[What is asked]: Copy out, word for word, the part of the data that opens with the line containing "target: large green ceramic cactus jar" and closes with the line containing "107 L 9 128", including both of those lines.

[A run of records]
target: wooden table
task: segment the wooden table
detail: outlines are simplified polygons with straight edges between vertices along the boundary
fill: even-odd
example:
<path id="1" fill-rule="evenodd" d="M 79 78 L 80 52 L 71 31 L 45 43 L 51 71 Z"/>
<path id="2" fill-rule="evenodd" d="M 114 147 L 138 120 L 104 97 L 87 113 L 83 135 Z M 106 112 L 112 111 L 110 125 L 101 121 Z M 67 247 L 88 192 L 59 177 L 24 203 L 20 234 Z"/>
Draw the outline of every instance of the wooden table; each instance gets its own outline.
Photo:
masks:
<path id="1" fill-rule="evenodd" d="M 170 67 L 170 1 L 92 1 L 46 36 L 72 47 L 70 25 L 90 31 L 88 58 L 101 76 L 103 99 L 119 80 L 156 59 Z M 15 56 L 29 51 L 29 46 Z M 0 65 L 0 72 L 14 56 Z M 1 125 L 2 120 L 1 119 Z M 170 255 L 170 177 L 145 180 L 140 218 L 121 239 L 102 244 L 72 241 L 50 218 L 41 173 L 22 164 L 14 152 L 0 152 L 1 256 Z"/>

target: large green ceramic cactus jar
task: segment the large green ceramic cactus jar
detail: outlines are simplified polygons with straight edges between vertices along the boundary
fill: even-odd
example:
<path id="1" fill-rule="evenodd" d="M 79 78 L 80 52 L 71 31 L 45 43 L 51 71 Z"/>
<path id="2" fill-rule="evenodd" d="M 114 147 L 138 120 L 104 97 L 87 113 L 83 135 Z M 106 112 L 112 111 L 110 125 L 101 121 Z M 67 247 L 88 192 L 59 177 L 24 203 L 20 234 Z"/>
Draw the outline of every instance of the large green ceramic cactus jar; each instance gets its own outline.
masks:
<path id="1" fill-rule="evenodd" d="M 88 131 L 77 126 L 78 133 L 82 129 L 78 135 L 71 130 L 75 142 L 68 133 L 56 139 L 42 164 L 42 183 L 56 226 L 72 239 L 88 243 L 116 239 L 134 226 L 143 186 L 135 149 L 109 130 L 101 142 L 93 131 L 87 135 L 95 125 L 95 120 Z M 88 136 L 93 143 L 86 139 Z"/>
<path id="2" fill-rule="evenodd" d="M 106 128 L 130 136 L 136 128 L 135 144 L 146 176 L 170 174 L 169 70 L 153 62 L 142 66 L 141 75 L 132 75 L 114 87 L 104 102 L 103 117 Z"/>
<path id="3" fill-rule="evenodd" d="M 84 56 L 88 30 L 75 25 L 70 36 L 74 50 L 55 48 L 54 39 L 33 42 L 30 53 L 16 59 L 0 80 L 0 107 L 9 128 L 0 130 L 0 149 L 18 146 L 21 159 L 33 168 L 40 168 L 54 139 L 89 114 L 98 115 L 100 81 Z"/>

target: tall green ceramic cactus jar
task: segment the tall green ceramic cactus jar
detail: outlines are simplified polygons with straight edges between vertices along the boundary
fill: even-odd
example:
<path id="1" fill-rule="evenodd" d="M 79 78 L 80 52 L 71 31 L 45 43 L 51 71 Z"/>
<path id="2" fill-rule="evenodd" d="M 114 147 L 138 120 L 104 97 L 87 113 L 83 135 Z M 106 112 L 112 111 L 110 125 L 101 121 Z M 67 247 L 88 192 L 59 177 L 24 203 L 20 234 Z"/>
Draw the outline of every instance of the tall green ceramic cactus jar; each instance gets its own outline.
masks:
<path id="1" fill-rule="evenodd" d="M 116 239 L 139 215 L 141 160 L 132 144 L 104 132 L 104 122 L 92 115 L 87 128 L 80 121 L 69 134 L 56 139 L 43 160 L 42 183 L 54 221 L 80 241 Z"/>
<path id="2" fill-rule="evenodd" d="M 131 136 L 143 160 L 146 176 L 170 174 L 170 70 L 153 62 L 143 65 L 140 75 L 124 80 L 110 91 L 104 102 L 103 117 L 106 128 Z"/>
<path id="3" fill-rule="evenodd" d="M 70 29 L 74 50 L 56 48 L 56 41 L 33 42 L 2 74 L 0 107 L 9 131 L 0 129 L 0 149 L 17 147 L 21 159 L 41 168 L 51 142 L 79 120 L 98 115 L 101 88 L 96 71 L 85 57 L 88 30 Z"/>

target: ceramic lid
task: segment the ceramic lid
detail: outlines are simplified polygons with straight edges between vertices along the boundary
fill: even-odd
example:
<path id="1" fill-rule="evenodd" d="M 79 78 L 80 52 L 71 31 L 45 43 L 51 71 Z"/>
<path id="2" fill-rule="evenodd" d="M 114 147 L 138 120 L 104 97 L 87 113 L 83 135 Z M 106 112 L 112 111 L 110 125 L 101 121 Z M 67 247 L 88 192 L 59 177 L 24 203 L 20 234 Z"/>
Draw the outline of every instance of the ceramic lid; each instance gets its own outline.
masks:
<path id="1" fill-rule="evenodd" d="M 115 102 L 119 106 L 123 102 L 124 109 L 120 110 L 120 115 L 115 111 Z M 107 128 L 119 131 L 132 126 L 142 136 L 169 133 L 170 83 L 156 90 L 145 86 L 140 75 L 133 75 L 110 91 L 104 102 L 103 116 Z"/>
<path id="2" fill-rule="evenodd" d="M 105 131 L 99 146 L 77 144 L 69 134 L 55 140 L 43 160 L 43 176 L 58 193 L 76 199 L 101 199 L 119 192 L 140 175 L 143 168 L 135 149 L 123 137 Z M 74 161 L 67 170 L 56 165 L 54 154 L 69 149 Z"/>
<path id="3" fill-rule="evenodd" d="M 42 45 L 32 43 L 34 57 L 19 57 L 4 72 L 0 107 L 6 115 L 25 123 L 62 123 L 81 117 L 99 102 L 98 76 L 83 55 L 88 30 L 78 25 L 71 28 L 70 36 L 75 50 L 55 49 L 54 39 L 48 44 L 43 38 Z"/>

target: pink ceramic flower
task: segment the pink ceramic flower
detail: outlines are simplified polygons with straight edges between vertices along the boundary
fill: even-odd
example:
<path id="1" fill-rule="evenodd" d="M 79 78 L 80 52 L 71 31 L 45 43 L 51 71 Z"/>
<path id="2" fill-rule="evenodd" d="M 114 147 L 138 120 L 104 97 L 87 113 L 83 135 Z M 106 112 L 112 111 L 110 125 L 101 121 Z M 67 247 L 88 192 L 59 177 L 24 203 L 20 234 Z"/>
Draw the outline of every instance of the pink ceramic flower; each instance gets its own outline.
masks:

[Exercise result]:
target: large green ceramic cactus jar
task: segment the large green ceramic cactus jar
detail: outlines are simplified polygons with straight edges between vertices along the boundary
fill: even-odd
example:
<path id="1" fill-rule="evenodd" d="M 79 78 L 80 52 L 71 31 L 45 43 L 51 71 Z"/>
<path id="2" fill-rule="evenodd" d="M 114 147 L 138 120 L 104 97 L 87 113 L 83 135 Z M 106 112 L 112 111 L 110 125 L 101 121 Z M 67 247 L 88 192 L 59 177 L 24 203 L 20 234 Z"/>
Draw the outline of every instance of the large green ceramic cactus jar; each instance gets its own outline.
masks:
<path id="1" fill-rule="evenodd" d="M 88 131 L 77 126 L 78 133 L 82 129 L 78 135 L 71 130 L 75 142 L 68 133 L 56 139 L 42 164 L 42 183 L 56 226 L 72 239 L 88 243 L 116 239 L 134 226 L 143 186 L 135 149 L 109 130 L 101 142 L 93 131 L 87 135 L 95 125 L 95 120 Z M 88 136 L 93 143 L 86 139 Z"/>
<path id="2" fill-rule="evenodd" d="M 106 128 L 130 136 L 136 128 L 135 144 L 146 176 L 170 174 L 169 70 L 153 62 L 142 66 L 141 75 L 132 75 L 114 87 L 104 102 L 103 117 Z"/>
<path id="3" fill-rule="evenodd" d="M 84 56 L 88 30 L 75 25 L 70 36 L 74 50 L 55 48 L 54 39 L 33 42 L 30 53 L 16 59 L 0 80 L 0 107 L 9 128 L 0 130 L 0 149 L 18 146 L 21 159 L 33 168 L 40 168 L 54 139 L 89 114 L 98 115 L 100 81 Z"/>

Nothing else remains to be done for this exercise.